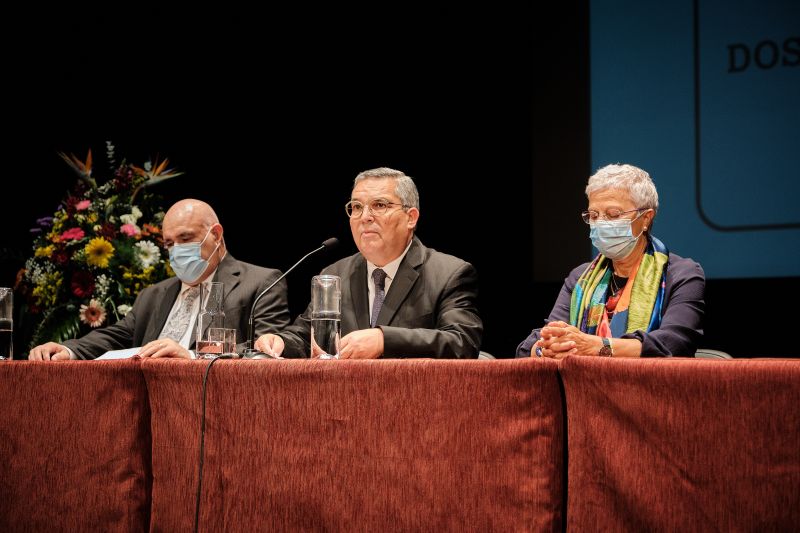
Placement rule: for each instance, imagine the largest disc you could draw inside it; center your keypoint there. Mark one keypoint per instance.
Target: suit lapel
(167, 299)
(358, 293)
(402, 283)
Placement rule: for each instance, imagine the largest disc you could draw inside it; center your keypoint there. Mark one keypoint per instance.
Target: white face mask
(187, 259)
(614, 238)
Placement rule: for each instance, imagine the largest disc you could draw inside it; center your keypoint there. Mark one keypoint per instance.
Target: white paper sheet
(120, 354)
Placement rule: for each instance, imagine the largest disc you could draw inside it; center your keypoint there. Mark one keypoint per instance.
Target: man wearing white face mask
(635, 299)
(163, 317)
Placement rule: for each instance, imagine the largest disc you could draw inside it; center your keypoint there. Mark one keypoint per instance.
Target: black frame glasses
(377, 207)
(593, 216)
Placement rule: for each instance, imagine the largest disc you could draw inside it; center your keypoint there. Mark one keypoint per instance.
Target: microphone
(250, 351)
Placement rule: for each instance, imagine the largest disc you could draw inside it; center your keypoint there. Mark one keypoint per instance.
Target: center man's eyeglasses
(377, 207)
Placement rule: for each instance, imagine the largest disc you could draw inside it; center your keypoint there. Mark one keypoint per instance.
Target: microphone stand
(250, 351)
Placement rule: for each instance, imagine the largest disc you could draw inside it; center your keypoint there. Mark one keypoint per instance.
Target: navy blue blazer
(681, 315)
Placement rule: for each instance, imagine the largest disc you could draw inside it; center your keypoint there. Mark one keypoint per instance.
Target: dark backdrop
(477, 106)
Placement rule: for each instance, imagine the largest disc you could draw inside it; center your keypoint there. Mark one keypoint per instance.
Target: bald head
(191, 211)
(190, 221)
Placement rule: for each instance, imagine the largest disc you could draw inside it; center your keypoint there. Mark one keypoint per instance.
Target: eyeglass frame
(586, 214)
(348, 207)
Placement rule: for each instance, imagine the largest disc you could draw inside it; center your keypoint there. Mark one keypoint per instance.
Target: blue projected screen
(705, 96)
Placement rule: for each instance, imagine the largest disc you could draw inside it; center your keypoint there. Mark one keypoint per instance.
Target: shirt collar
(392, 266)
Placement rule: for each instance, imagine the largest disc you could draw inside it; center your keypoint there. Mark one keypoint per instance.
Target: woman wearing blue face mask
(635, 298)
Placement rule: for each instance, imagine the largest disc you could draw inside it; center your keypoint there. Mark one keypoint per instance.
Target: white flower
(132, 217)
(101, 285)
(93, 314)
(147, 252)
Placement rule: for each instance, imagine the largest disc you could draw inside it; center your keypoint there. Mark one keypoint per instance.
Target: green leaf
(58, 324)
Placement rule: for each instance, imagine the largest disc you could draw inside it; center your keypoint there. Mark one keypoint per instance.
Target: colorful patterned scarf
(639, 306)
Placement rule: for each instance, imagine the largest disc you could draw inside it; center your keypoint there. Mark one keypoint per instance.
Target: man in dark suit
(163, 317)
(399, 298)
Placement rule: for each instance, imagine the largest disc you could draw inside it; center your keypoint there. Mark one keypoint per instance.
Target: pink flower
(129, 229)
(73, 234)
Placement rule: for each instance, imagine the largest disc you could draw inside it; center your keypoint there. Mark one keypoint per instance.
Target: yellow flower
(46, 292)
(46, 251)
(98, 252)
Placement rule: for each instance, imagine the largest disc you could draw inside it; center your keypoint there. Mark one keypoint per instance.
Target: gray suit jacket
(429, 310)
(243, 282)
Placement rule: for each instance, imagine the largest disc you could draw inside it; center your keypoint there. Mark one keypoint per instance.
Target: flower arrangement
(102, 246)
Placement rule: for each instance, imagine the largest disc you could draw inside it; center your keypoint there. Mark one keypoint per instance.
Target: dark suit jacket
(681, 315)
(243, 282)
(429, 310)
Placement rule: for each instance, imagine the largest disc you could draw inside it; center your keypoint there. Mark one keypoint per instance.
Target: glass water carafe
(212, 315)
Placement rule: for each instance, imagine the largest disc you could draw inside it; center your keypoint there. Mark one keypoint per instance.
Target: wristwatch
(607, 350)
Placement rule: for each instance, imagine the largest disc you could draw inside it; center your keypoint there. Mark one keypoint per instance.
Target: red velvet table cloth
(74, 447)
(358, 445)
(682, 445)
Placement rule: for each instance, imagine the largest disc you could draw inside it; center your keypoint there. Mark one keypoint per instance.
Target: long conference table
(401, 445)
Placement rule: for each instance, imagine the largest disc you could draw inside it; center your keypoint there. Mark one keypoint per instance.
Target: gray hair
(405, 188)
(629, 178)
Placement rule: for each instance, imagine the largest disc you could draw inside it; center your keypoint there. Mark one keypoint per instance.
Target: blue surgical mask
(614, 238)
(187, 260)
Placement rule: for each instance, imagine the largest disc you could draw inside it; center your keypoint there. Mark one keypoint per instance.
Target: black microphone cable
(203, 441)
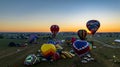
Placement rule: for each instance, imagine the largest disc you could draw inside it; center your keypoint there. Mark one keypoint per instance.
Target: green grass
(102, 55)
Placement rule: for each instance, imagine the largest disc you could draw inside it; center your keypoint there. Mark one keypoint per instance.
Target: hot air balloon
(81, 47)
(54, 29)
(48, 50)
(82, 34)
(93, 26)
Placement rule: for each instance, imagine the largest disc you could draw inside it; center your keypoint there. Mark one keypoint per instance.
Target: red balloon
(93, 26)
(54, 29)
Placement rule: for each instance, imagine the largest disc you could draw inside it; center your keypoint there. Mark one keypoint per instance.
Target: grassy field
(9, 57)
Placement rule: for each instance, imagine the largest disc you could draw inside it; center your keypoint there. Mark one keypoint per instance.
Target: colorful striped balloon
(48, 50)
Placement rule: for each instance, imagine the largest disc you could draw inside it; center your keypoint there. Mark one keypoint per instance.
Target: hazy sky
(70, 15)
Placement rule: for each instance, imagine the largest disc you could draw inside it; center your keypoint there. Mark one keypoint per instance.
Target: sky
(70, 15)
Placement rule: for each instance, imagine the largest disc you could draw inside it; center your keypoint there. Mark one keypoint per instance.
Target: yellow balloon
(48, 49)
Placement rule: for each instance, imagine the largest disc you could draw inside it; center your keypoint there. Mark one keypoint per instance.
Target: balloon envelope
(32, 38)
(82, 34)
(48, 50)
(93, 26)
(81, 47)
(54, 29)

YOUR ASSIGNMENT:
Each entry is to be transcribed verbatim, and any picture in it is to be skipped.

ANSWER SECTION:
Placement rule: for each instance, imagine the largest disc you could draw inside it; center your keypoint there. Mark one keypoint per instance.
Target: suit lapel
(167, 299)
(358, 293)
(402, 283)
Placement rule: for each instance, imagine the largest disc you could draw inside it; center your keypoint there. Mark one keypoint per instance.
Target: white face mask
(187, 259)
(614, 238)
Placement rule: for each instance, imagine the largest disc you could draw inside it; center your keypoint there. Mark one keypoint per instance.
Target: white paper sheet
(120, 354)
Placement rule: for each instance, imagine the largest disc you could draw inside it; center your keypoint there. Mark one keypoint per instance.
Target: man wearing white face mask
(635, 299)
(163, 317)
Placement rule: for each instance, imagine the largest disc you could draw inside it; center your keypoint there. Mark one keypoint per instance.
Target: black frame glasses
(377, 207)
(593, 216)
Placement rule: for each instance, imagine the largest disc you could draw inside it; center your keypoint there. Mark one keypoint per instance.
Target: microphone
(250, 351)
Placement rule: for each instance, imagine the largest disc you could draw inside it; center your keypoint there. Mark one keypoint per instance.
Target: center man's eyeglasses
(377, 207)
Placement rule: for each instance, imagine the largest disc you could draw inside it; center your keypoint there. Mark one keypoint per instance.
Target: microphone stand
(250, 351)
Placement rule: for each instance, imagine the largest disc you could draw inside it; center your keypoint there. Mark one keypoint per instance.
Target: navy blue blazer
(681, 315)
Placement rule: for each instance, imagine the largest disc you could draw inside it; center your keypoint there. Mark one keypoint per instance.
Target: dark backdrop
(477, 106)
Placement rule: for each instance, imagine the largest disc you could draw inside it; center your keypoint there. Mark one keypoint per instance.
Target: bald head
(191, 211)
(190, 221)
Placement rule: for each instance, imagine the largest disc you could draw inside it; center your keypoint there. Mark one keypoint per instance.
Target: eyeglass frame
(586, 214)
(348, 207)
Placement rule: for each instance, imagine the largest disc you could draw inside it; center your keypoint there. Mark one keypoint per instance.
Target: blue projected screen
(705, 96)
Placement rule: for each instance, imagine the largest disc you could draw inside it; center your keypoint there. Mark one keypoint per instance.
Target: shirt collar
(392, 266)
Placement rule: for each instance, imagine the largest disc you could draw inside it; center your keypoint there. Mark one keypoint per instance.
Target: woman wearing blue face mask
(635, 298)
Placement rule: for each instance, imagine the largest disc you could draw inside it; center your keypoint there. Mark one keypoint per instance.
Target: white flower
(132, 217)
(101, 285)
(93, 314)
(147, 252)
Placement rule: for each instance, imagine the largest disc you could draw inside it; center your keypoint there. Mark one keypoint per instance.
Target: green leaf
(58, 324)
Placement rule: for each instance, imagine the largest disc you could draw inside it; center your keypoint there. Mark one keypoint per instance.
Target: colorful patterned scarf
(639, 306)
Placement rule: for each instance, imagine the largest disc you could draw inside it; center your keypoint there. Mark one keypoint per instance.
Target: man in dark suit
(163, 317)
(399, 298)
Placement rule: for each instance, imagine the largest disc you could draw inside it; center your keypoint there. Mark one keypoint per instance.
Target: pink flower
(129, 229)
(73, 234)
Placement rule: for each instance, imagine the largest disc you could draw inside it; center your keypoint there. Mark one keypoint per instance.
Target: yellow flower
(46, 292)
(46, 251)
(98, 252)
Placement rule: for each instance, imagine the largest disc you could draw inside it; center your keypoint there. Mark one keypoint per instance.
Target: gray suit jacket
(429, 310)
(243, 282)
Placement rule: for each instance, imagine the largest disc you could draw inside it; center your keypoint there. Mark one keypoint per instance.
Target: flower arrangement
(102, 246)
Placement rule: for each instance, imagine the largest disc you could draw inside it; center your keypoint there. Mark one keypoint per instance.
Target: dark suit jacket
(681, 315)
(243, 282)
(429, 310)
Placement rule: for each instance, imagine the largest disc you could draw inside it; center your keypoint there. Mark one keypoint per instance.
Target: glass water carafe
(212, 315)
Placement rule: for each instance, imagine the largest disc you could draw inside it; center your keypoint there. Mark one keypoint per instance.
Target: wristwatch
(607, 350)
Placement rule: for each instance, imagine the largest disc you could draw inside it; center your keypoint there. Mark one keypoint per instance.
Target: red velvet table cloth
(74, 447)
(358, 445)
(682, 445)
Placement rule: for each instance, imagine the largest disc you could draw inside it; center your keypoint there. Mark one keypoint per instance.
Target: long conference table
(401, 445)
Placement rule: for each instance, imagine the largest disc you could draw inside it; center your keypoint there. Mark one keypoint per instance.
Target: gray hair
(405, 188)
(629, 178)
Placement rule: for each instance, imagine the largest disc you could draw inside it; center your keypoint there. Mark one keypoint per instance.
Target: blue surgical mask
(614, 238)
(187, 260)
Placement rule: for each instance, imagine the largest disc you could draw inside it; center your keypoint there. Mark one keypoint per instance.
Target: black microphone cable
(203, 441)
Placement rule: for each instance, imagine the largest disc you could draw inside it; center your keypoint there. Mark one keypoint per instance.
Target: green grass
(102, 55)
Placement rule: for each instance, imagine the largest disc you could draw inside it; center your keypoint there. Mark one keypoint per instance.
Target: hot air balloon
(81, 47)
(54, 29)
(48, 50)
(82, 34)
(93, 26)
Placement rule: for each instance, imagine the largest disc you could draw inside it; center your keypoint there. Mark one keypoint per instance.
Target: red balloon
(93, 26)
(54, 29)
Placement rule: for each instance, imagine the largest disc you could draw inside it; center your keypoint there. Mark one keypoint per instance.
Target: grassy field
(9, 57)
Placement rule: for each instance, imagine the largest disc you could draw inside it; center your keypoint there. Mark one keypoint per instance.
Target: colorful striped balloon
(48, 50)
Placement rule: for each instance, imagine the largest disc you could draw inside it; center your keypoint there. Mark one keypoint per instance.
Target: hazy sky
(70, 15)
Placement rule: for each instance, imagine the largest disc you could draw inside it; center your keypoint there. Mark one keypoint per instance.
Target: sky
(70, 15)
Placement rule: for each instance, imagine the largest disc you could draw inside it; center your keypoint there. Mark one keypoint per instance.
Target: yellow balloon
(48, 49)
Placement rule: for each instance, imagine the largest disc you could draw inside it; center your keypoint there. Mark one keypoint per instance.
Target: balloon envelope
(32, 38)
(82, 34)
(48, 50)
(93, 26)
(81, 47)
(54, 29)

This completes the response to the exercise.